_DATA FOR THIS TASK_:
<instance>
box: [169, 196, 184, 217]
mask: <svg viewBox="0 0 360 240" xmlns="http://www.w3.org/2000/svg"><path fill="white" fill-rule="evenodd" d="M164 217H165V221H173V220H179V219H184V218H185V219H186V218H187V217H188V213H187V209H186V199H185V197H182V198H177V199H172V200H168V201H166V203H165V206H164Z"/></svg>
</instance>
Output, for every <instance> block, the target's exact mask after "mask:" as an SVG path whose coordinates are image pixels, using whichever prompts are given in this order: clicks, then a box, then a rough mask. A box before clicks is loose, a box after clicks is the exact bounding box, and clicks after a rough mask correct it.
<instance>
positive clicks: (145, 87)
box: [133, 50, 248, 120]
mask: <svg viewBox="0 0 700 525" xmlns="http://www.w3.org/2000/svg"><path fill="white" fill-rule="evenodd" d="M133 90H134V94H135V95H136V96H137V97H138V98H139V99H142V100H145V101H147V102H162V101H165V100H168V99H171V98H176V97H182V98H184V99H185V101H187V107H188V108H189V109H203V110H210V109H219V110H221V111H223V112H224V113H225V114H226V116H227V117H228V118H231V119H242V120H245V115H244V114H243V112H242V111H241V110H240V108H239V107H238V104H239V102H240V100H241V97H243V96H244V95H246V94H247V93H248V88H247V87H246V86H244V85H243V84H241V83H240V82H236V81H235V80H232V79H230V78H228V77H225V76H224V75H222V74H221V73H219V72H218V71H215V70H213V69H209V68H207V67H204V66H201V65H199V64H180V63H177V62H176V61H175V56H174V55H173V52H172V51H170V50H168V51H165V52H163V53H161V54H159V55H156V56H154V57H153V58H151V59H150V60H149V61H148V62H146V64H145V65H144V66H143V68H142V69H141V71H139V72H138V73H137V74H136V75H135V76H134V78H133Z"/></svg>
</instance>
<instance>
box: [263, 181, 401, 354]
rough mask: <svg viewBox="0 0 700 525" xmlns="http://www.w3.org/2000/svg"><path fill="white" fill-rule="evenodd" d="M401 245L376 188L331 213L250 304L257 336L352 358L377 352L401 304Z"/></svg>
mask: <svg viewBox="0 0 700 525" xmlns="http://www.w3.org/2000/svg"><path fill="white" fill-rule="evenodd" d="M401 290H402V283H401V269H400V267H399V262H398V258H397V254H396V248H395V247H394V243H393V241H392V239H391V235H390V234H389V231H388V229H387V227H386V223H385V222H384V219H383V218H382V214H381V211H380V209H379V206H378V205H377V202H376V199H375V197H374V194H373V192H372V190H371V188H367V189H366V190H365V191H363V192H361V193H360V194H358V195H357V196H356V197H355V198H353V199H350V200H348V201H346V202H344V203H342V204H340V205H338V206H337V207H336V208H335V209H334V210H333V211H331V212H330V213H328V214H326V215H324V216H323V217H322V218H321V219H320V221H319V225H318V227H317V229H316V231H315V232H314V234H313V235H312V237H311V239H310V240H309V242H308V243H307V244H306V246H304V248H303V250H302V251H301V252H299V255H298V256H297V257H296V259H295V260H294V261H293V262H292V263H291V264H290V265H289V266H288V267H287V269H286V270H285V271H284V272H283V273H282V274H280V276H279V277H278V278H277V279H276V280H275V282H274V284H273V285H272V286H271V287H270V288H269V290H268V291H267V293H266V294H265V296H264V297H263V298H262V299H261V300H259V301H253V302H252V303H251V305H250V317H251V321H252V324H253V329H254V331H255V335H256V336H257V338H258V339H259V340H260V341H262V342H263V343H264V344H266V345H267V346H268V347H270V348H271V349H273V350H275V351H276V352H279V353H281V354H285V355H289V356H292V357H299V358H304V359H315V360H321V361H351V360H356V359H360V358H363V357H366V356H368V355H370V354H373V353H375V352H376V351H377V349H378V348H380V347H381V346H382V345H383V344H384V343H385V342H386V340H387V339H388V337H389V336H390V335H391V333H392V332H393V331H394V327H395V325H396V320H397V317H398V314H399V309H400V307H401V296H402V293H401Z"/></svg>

_WORK TASK_: Could you repeat exactly the lines in the listing above from the one with "Output, for every" down to the one with "positive clicks: (145, 87)"? Include both of those lines.

_SOLUTION FOR THIS EXERCISE_:
Output, for every <instance> block, the target's exact mask after "mask:" as an SVG path whose coordinates are image pixels, using whichever prompts are given in this order: clicks, then a box, then a rough mask. A box before clicks is loose, a box after clicks is the exact bounding box, and clicks after a rough mask correct it.
<instance>
positive clicks: (145, 87)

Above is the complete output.